### Brief
Rescale the records from the line with "output [[424, 491]]." to the line with "[[76, 349], [483, 342]]", both included, and give only those lines. Repeat every line, requests too, multiplying each point coordinate in the answers by 1.5 and rounding to whole numbers with halves rounded up, and leave the requests and their sample outputs unchanged.

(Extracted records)
........

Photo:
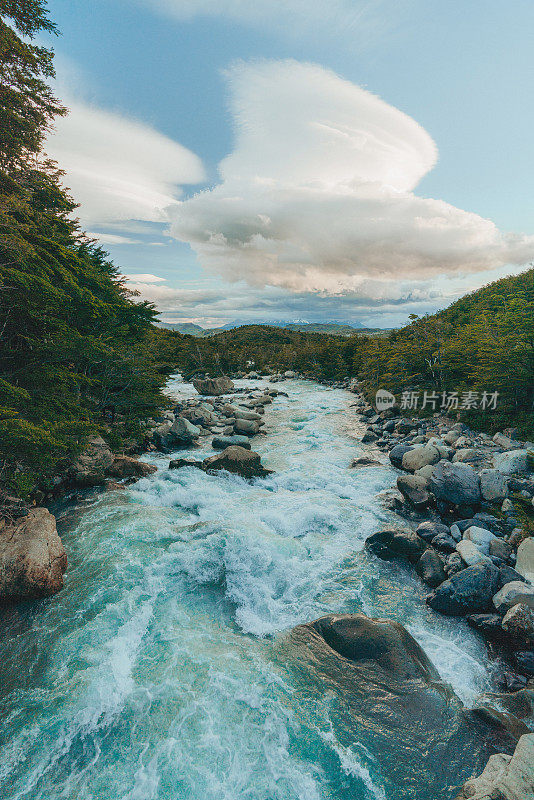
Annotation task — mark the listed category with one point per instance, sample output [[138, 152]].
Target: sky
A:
[[323, 160]]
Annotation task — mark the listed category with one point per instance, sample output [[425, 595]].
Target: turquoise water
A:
[[154, 674]]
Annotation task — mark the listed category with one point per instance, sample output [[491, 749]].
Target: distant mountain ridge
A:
[[332, 328]]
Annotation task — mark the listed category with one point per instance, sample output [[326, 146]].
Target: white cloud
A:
[[118, 168], [144, 277], [317, 195]]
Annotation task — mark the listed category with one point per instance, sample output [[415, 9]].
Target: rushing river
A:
[[152, 674]]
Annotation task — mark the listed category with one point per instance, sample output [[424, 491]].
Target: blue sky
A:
[[463, 72]]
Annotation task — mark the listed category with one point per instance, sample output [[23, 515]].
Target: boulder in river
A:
[[505, 777], [525, 559], [513, 462], [184, 431], [512, 593], [468, 591], [213, 386], [364, 461], [392, 543], [413, 488], [236, 459], [384, 686], [32, 557], [222, 442], [493, 485], [247, 426], [455, 484], [431, 568], [396, 454], [92, 466], [419, 457], [128, 467]]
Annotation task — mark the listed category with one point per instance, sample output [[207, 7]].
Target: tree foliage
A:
[[76, 349], [483, 342]]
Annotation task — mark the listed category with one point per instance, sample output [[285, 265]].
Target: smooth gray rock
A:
[[382, 682], [213, 386], [513, 462], [247, 426], [91, 466], [457, 484], [237, 460], [420, 457], [505, 777], [184, 431], [479, 536], [222, 442], [430, 568], [468, 591], [471, 554], [413, 488], [392, 543], [493, 485], [32, 557], [396, 454], [513, 593], [525, 559]]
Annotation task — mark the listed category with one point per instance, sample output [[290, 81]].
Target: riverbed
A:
[[154, 676]]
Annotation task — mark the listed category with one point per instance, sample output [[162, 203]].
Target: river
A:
[[152, 675]]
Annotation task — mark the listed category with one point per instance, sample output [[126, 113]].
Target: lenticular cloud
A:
[[318, 193]]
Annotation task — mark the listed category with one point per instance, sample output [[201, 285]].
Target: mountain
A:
[[188, 328], [331, 328]]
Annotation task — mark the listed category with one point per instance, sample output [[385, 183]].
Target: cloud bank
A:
[[318, 194], [119, 169]]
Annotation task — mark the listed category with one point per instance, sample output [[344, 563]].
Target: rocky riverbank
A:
[[468, 502], [32, 558]]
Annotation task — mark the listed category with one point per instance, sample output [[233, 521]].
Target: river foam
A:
[[151, 675]]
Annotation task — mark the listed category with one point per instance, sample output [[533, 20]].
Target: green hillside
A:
[[483, 342]]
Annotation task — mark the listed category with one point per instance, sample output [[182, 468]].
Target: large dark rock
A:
[[222, 442], [213, 386], [396, 453], [394, 543], [32, 557], [514, 712], [383, 689], [456, 484], [431, 568], [428, 529], [236, 459], [178, 463], [92, 466], [413, 489], [467, 592], [128, 467]]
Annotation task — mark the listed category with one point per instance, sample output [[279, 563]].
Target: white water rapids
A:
[[151, 676]]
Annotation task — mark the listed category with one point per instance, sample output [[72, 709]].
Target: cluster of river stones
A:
[[469, 547], [463, 537]]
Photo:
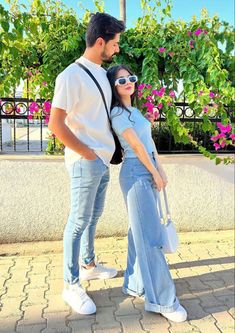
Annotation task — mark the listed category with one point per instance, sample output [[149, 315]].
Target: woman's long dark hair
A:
[[112, 76]]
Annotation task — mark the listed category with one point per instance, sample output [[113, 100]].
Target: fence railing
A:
[[18, 133]]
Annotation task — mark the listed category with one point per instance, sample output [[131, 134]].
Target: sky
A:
[[184, 9]]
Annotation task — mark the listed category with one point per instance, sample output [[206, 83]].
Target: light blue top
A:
[[122, 119]]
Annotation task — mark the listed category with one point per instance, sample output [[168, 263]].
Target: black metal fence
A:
[[19, 133]]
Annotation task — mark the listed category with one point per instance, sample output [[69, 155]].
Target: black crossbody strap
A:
[[98, 86]]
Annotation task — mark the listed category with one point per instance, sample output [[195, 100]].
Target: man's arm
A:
[[65, 135]]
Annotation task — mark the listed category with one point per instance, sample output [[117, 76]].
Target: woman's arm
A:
[[131, 137], [61, 130]]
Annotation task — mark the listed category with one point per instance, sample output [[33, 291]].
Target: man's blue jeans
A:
[[89, 180], [147, 272]]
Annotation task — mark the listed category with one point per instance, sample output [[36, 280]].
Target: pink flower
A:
[[198, 32], [47, 106], [206, 109], [172, 94], [161, 92], [149, 98], [33, 107], [217, 146], [191, 44], [154, 92], [222, 143], [156, 114], [141, 86], [47, 119], [218, 136], [149, 106], [224, 129]]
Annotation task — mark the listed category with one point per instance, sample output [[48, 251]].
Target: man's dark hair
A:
[[102, 25]]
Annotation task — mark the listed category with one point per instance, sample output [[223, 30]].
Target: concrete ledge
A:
[[34, 197]]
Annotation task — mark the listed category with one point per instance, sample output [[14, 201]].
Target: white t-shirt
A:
[[77, 94]]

........

### Solution for this task
Annotation task — mark the listed category with one point per instance, sample output [[424, 491]].
Target: blue sky
A:
[[695, 108]]
Annotation task — mark the listed category with one point per instance, sample output [[23, 515]].
Target: boulder in river
A:
[[758, 1166], [788, 839], [770, 693], [276, 647], [768, 890], [702, 887], [320, 579], [546, 692], [588, 815], [620, 732], [354, 689], [576, 1029], [48, 836], [333, 663], [740, 728], [371, 639], [683, 726], [647, 852], [594, 681], [138, 699], [629, 686], [192, 701]]
Annotation task — mark the listed category with one point per instance, sample output [[207, 7]].
Target: tree foliage
A:
[[114, 524], [725, 513]]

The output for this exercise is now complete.